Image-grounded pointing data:
== Segment start ==
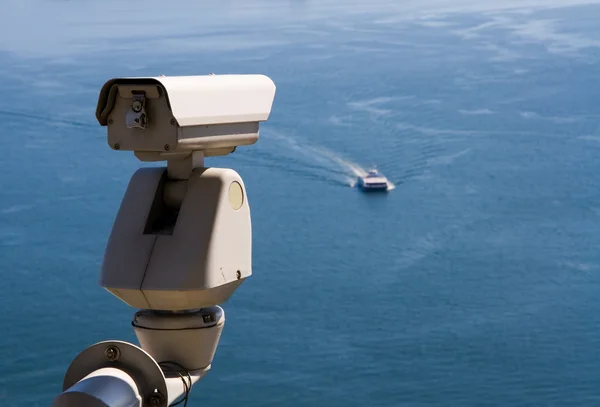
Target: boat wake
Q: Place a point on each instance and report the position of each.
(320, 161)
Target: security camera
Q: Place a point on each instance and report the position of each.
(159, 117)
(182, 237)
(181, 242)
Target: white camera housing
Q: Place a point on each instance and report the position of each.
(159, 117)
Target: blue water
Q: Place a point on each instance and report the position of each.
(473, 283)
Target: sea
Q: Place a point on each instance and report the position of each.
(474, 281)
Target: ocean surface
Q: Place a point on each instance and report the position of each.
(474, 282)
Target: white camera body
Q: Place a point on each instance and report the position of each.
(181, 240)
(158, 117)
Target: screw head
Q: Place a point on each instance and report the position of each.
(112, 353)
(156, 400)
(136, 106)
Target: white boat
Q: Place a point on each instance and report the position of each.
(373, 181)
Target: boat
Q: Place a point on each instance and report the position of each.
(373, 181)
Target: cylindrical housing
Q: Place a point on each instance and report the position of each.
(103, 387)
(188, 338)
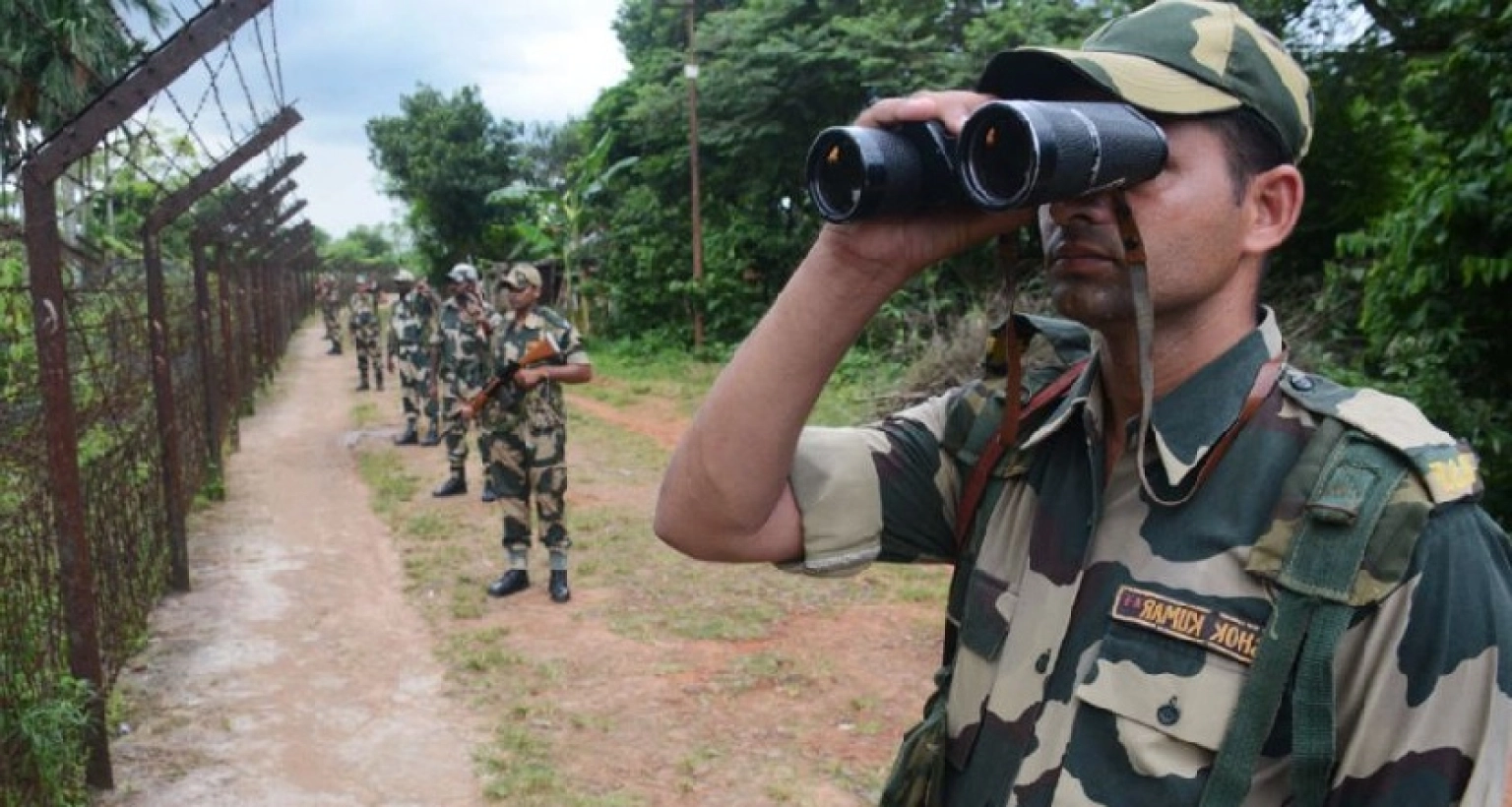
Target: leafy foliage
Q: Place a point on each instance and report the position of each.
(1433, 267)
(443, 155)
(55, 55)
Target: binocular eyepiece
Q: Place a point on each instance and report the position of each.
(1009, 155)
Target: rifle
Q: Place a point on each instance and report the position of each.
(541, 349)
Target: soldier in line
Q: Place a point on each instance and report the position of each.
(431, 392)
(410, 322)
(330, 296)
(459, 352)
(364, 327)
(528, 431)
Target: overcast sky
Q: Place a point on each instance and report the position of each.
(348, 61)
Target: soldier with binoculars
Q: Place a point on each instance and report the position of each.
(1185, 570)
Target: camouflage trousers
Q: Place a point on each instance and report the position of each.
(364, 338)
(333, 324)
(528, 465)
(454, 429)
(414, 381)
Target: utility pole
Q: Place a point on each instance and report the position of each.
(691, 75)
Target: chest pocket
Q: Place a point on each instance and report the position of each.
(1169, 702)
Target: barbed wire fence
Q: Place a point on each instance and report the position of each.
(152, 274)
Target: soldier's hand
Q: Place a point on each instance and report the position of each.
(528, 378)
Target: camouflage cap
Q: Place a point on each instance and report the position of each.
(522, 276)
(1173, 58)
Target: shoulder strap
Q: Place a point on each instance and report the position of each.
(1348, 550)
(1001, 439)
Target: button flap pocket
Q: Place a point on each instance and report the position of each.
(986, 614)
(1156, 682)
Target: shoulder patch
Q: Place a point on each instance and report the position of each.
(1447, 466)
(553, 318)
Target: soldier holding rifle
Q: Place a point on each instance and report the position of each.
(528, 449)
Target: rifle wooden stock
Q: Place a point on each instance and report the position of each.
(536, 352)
== Segment end ==
EXERCISE DIRECTIONS - Your task is an exact printout of the records above, with no pictures.

WRITTEN RESPONSE -
Target: boat wake
Q: Place a point on each instance and report the position of each.
(320, 161)
Target: security camera
Q: Place a point on each instance and report the position of each.
(159, 117)
(182, 237)
(181, 242)
Target: white camera housing
Q: Place a point on each instance and report the position of each.
(159, 117)
Target: blue water
Q: Place a point on each instance and report the position of each.
(473, 283)
Target: sea
Q: Place a point on each instance and report the position of each.
(474, 281)
Target: ocean surface
Q: Place a point on each instance and report the position of each.
(474, 282)
Target: white camera body
Q: Place a point on each instance and report the position of each.
(181, 240)
(158, 117)
Target: screw head
Q: Place a point on each instance and report the position of each.
(112, 353)
(156, 400)
(136, 106)
Target: white boat
Q: Place a point on each instance and report the position of each.
(373, 181)
Target: boat
Q: Place a point on each instance and report the position of each.
(373, 181)
Target: cylindrical housing
Q: Place a point on each instance and report the position of each.
(103, 387)
(188, 338)
Target: leafy foliage
Q: Place a point on each instance and report the position of each.
(1433, 267)
(443, 155)
(55, 55)
Target: binocular eyepiece
Q: Place a point on each instance and report the position of each.
(1009, 155)
Target: rifle
Q: Place a point on each instance and report the position of each.
(541, 349)
Target: soldier in line
Q: Place a point on each instance and report the position of each.
(431, 392)
(410, 322)
(330, 296)
(459, 352)
(364, 327)
(528, 431)
Target: overcast sky
Q: Place a point on each instance and report the position of each.
(348, 61)
Target: soldier with binoculars
Q: Place a point on each instance and report the position of each.
(1185, 570)
Target: camouflage trousers
Q: Place a point on each instance and report the position of each.
(364, 338)
(333, 324)
(528, 465)
(454, 429)
(414, 381)
Target: utility pole
Q: Place a point on each instance and report the position of each.
(691, 75)
Target: chest pocket
Q: Place a point on each instance and report the position of each.
(1169, 702)
Target: barbed wire fence
Q: Place a point on each instance and report the position of each.
(152, 274)
Target: soldier's hand
Q: Place a point on each instance and report the position of each.
(528, 378)
Target: camouflage cap
Q: Place a point on each instance and report the position of each.
(522, 276)
(1173, 58)
Target: shoulder strap
Q: Place a point on each instance and report the position of each.
(1348, 550)
(1001, 439)
Target: button flap pocket
Q: Place a point on each instance and report the position of each.
(986, 614)
(1156, 682)
Target: shoulder patch
Q: Place a point on each instance and report the position of each.
(1447, 466)
(553, 318)
Target: soldier holding rifle
Q: Place a point on each instance and report the position of each.
(528, 449)
Target: rifle wooden stock
Q: Place a point on each instance and report the position of each.
(536, 352)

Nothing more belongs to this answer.